■ What the task asks ■
Repeat the records. Keep every word and mark exactly as it is.

■ Exercise material ■
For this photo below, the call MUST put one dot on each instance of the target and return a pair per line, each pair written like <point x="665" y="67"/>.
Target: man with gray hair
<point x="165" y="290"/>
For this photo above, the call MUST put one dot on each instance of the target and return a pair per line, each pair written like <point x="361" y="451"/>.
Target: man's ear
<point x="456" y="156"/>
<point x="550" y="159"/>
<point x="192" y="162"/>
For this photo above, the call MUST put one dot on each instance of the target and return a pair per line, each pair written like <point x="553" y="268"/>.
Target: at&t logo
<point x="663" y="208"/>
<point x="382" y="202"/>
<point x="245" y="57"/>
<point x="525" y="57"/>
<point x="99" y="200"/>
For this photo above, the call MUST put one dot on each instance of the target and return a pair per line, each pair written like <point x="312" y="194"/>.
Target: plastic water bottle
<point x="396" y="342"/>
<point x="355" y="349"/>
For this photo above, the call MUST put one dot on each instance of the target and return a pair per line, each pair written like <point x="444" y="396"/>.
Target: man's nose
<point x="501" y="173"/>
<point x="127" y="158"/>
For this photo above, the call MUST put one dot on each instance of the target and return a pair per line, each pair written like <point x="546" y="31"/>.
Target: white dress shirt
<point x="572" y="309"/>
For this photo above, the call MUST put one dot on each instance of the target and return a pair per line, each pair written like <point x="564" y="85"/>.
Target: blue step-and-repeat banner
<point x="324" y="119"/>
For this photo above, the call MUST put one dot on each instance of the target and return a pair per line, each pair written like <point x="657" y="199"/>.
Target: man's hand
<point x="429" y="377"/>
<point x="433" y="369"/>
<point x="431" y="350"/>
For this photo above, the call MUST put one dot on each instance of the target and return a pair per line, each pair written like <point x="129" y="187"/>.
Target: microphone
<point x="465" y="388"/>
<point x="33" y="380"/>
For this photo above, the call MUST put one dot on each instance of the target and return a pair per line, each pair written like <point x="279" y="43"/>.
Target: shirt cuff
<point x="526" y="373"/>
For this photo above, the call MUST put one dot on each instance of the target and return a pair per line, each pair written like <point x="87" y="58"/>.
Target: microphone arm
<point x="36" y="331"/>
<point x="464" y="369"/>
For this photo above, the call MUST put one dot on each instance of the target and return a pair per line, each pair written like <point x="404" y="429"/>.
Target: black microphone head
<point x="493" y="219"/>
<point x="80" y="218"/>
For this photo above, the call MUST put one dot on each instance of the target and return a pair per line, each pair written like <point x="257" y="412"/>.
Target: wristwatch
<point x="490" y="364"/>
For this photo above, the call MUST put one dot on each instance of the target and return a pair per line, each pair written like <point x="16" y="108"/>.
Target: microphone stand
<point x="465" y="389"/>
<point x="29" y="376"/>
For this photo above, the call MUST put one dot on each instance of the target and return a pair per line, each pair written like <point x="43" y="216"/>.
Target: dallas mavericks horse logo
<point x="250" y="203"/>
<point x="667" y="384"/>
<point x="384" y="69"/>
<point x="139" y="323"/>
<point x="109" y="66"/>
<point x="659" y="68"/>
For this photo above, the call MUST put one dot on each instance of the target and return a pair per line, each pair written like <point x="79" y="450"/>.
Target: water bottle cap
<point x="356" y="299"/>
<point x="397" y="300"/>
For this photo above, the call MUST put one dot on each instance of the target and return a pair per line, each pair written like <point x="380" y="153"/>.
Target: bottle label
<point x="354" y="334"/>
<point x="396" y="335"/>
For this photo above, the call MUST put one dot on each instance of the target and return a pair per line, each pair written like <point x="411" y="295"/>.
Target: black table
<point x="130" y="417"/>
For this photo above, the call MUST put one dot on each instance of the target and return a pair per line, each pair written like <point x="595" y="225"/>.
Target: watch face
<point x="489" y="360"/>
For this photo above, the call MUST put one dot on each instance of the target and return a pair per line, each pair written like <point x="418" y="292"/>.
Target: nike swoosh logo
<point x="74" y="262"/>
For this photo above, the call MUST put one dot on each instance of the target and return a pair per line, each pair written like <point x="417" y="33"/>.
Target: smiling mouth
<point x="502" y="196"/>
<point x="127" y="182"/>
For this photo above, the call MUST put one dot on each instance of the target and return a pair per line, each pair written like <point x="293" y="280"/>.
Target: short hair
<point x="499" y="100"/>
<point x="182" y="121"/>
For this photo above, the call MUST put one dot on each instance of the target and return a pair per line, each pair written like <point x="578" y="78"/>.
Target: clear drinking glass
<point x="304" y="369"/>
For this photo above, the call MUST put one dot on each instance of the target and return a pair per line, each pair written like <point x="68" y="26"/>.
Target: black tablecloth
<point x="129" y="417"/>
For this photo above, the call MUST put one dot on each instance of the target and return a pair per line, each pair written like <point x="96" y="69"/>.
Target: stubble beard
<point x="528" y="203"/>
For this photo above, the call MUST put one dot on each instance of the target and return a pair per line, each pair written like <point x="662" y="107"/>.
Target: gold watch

■ Reply ■
For this photo below, the call MUST put one dot on each instance of the target and return a pair per line, each pair written like <point x="665" y="67"/>.
Target: man with gray hair
<point x="165" y="290"/>
For this photo above, the call MUST put one dot on each instance of the target and return a pair per line, each pair written like <point x="361" y="451"/>.
Target: man's ear
<point x="456" y="156"/>
<point x="550" y="159"/>
<point x="192" y="162"/>
For this photo above, the call MUST put one dot on each instance of the target and return a pair per line, each pair written like <point x="553" y="268"/>.
Target: at&t logo
<point x="663" y="208"/>
<point x="382" y="202"/>
<point x="245" y="57"/>
<point x="525" y="57"/>
<point x="99" y="200"/>
For this photo above, the call MUST put one dot on each instance of the target and return a pair per line, each pair written like <point x="312" y="194"/>.
Target: plastic water bottle
<point x="396" y="342"/>
<point x="355" y="349"/>
For this photo above, the call MUST put one dot on each instance of the target and return a pair per line, each pair written like <point x="444" y="396"/>.
Target: man's nose
<point x="501" y="173"/>
<point x="127" y="158"/>
For this photo above, the call MUST put one dot on each instance of the target and return a pair per line, each pair written like <point x="546" y="31"/>.
Target: white dress shirt
<point x="572" y="309"/>
For this photo above, the call MUST put one dot on each instance of the target and return a pair per line, each pair written like <point x="564" y="85"/>.
Target: blue step-and-repeat banner
<point x="324" y="119"/>
For this photo above, the call MUST put one dot on each instance of the target and return a pair per line, each pair written like <point x="657" y="199"/>.
Target: man's hand
<point x="429" y="377"/>
<point x="433" y="369"/>
<point x="431" y="350"/>
For this photo above, the call MUST put one dot on each instance of the target and return a pair per line, each pair written like <point x="129" y="187"/>.
Target: microphone
<point x="465" y="388"/>
<point x="33" y="380"/>
For this photo above, the call MUST put one dot on each instance of the target and return a pair per line, each pair written like <point x="279" y="43"/>.
Target: shirt cuff
<point x="526" y="373"/>
For this photo above, the call MUST put one dot on each instance of the target and return a pair per line, each pair written like <point x="87" y="58"/>.
Target: microphone arm
<point x="36" y="331"/>
<point x="464" y="369"/>
For this photo above, the call MUST put one dot on each instance of the target and return a pair per line, each pair written like <point x="404" y="429"/>.
Target: black microphone head
<point x="493" y="219"/>
<point x="80" y="218"/>
For this photo above, the call MUST put one dot on each instance of the target and return a pair per line, each pair written like <point x="257" y="412"/>.
Target: wristwatch
<point x="490" y="364"/>
For this photo above, the call MUST put one dot on each instance of the target and return a pair per line, each pair written like <point x="16" y="108"/>.
Target: microphone stand
<point x="465" y="389"/>
<point x="29" y="376"/>
For this photo above, the call MUST put one dot on each instance of the target and return a pair per line, each pair written like <point x="43" y="216"/>.
Target: dallas mavericks horse logo
<point x="250" y="203"/>
<point x="667" y="384"/>
<point x="384" y="69"/>
<point x="139" y="323"/>
<point x="109" y="66"/>
<point x="659" y="68"/>
For this photo above, the call MUST put one dot on each instance of the target and return a pair per line, each pair written like <point x="79" y="450"/>.
Target: water bottle cap
<point x="356" y="299"/>
<point x="397" y="300"/>
For this photo above, the call MUST put one dot on each instance of the target and return a pair per line, each pair written like <point x="380" y="153"/>.
Target: bottle label
<point x="354" y="334"/>
<point x="396" y="335"/>
For this photo above, the call MUST put one dot on each instance of the target and return a pair per line, each pair written like <point x="411" y="295"/>.
Target: black table
<point x="130" y="417"/>
For this photo above, the call MUST put one dot on each instance of the target and return a pair per line, each pair written like <point x="595" y="225"/>.
Target: watch face
<point x="489" y="360"/>
For this photo above, the call MUST put one dot on each instance of the target and return a pair per line, each pair written like <point x="418" y="292"/>.
Target: nike swoosh logo
<point x="74" y="262"/>
For this photo above, the call MUST put one dot on each instance of the target and return a pair per line, each pair written like <point x="417" y="33"/>.
Target: smiling mouth
<point x="502" y="196"/>
<point x="127" y="182"/>
For this photo above, the call MUST put one dot on each instance of the target and return a pair per line, each pair written like <point x="293" y="280"/>.
Target: short hair
<point x="499" y="100"/>
<point x="182" y="121"/>
For this photo above, the call MUST put one dot on each instance of the target and return a pair per line, each pair written like <point x="578" y="78"/>.
Target: clear drinking glass
<point x="304" y="369"/>
For this photo above, the call MUST put one dot on each instance of the target and return a pair per line, each pair written like <point x="68" y="26"/>.
Target: black tablecloth
<point x="129" y="417"/>
For this photo above, the call MUST put one dot on each instance of the target and return a pair per line, each pair written like <point x="96" y="69"/>.
Target: stubble beard
<point x="528" y="203"/>
For this photo above, the call MUST put one dot on each instance of the target and return a pair per line, each pair written like <point x="662" y="107"/>.
Target: gold watch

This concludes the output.